# TEXT SHOWN

Our Wives Under the Sea by Julia Armfield.
"Beguiling plot and stunning prose" - Submitted by Grace at Plymstock Library.
Windswept and Interesting: My Autobiography by Billy Connolly
"This is Billy’s first autobiography and it’s impossible to read it without his Glaswegian accent accompanying it. It reads just like he’s talking to you about his life so far and wow what a life he’s led! From heartbreaking tales of his childhood and early youth to absolutely laugh out loud moments talking about his shows and his highland parties. ….I wish I’d been a guest at one of those! For all Billy fans, it’s a must read book and better still, the audiobook is narrated by him." - Submitted by Sue at Crownhill Library.
Operation Moonlight by Louise Morrish
"A moving story featuring an elderly lady, Betty, rapidly approaching her 100th birthday. The plot switches between two timelines, featuring heroines from WW2 and modern life." - Submitted by Helen at Library HQ.
Pandora by Susan Stokes-Chapman
"An atmospheric story set in Georgian England." - Submitted by Helen at Library HQ.
The Maid by Nita Prose
"Molly, the maid, takes great pride in her work and since her grandmother’s death she must learn to navigate complex surroundings. An entertaining mystery." - Submitted by Helen at Library HQ.
Bernard Cornwell's Sharpe Series
"I read my first Sharpe novel ‘Sharpe’s Tiger’ at the beginning of 2022. I enjoyed watching the Sharpe series on TV, but did not think that I would like the books. I was wrong! Cornwell brings Richard Sharpe to life and vividly describes British military campaigns from India to the Napoleonic wars in all their mess, guts and glory. Sharpe and his men are very flawed characters and I found myself sympathising with them and sometimes loathing them. Cornwell charts British military triumphs and disasters and he even manages to get Sharpe on board ship so he can assist in the battle of Trafalgar.
Sharpe saves Wellington’s life in India and is given an officer’s commission as a thank you. This lands him in all kinds of hot water because he has risen from the ranks and not bought his commission as a gentleman would do. Sharpe is definitely not a gentleman. So, at first, he is suspicious to all parties, just making a few loyal friends. He does win the respect of his men and some fellow officers, but the process takes a while.
In each final chapter Cornwell explains how he puts the fictional Sharpe into historical context and this is fascinating.
My escape to Sharpe country has been hugely enjoyable so far. Thankfully there are 23 books in the series and I am only on number 8." - Submitted by Sabine at Plymstock Library.

# WHAT THE EXERCISE ASKS
Return, word for word, the part of the library book recommendations that opens with the words containing "Bernard Cornwell's Sharpe" and closes with "battle of Trafalgar.". The lines that follow are separate material and are unrelated to the text above.

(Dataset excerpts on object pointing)
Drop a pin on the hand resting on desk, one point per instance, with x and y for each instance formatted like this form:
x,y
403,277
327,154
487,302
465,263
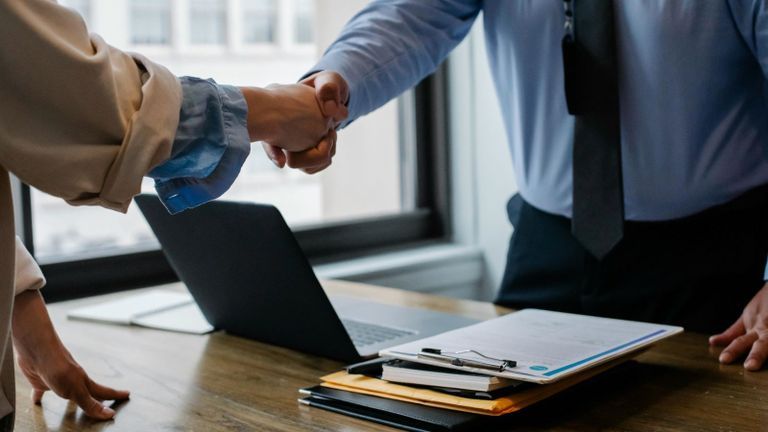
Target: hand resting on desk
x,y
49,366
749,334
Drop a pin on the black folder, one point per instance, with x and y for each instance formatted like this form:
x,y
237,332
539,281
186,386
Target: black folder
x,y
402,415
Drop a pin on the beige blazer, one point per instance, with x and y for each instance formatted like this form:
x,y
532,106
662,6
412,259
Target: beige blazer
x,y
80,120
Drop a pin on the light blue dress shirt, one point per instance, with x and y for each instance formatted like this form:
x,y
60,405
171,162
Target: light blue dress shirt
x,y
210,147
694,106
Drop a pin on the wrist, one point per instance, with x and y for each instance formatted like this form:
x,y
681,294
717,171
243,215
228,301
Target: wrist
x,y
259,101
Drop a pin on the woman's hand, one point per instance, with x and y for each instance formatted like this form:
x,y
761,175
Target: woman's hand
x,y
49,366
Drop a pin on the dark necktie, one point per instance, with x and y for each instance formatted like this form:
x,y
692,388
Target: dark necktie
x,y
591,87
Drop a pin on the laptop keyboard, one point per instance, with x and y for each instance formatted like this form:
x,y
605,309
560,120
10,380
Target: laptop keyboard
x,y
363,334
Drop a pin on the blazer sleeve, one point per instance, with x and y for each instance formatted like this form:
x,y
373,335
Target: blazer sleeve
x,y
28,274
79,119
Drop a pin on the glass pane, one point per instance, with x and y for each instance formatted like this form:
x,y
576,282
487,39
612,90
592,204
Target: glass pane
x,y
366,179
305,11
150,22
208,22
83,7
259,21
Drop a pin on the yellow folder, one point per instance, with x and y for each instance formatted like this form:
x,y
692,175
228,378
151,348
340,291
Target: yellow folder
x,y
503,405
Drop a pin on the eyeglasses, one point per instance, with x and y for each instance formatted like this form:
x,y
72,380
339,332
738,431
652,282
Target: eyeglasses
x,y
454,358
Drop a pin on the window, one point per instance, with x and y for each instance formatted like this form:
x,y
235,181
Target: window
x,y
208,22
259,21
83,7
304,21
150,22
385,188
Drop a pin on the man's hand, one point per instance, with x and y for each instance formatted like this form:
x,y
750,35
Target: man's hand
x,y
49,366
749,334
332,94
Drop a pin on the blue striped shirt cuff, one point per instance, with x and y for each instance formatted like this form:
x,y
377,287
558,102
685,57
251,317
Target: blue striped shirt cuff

# ANSWER IN FULL
Bernard Cornwell's Sharpe Series
"I read my first Sharpe novel ‘Sharpe’s Tiger’ at the beginning of 2022. I enjoyed watching the Sharpe series on TV, but did not think that I would like the books. I was wrong! Cornwell brings Richard Sharpe to life and vividly describes British military campaigns from India to the Napoleonic wars in all their mess, guts and glory. Sharpe and his men are very flawed characters and I found myself sympathising with them and sometimes loathing them. Cornwell charts British military triumphs and disasters and he even manages to get Sharpe on board ship so he can assist in the battle of Trafalgar.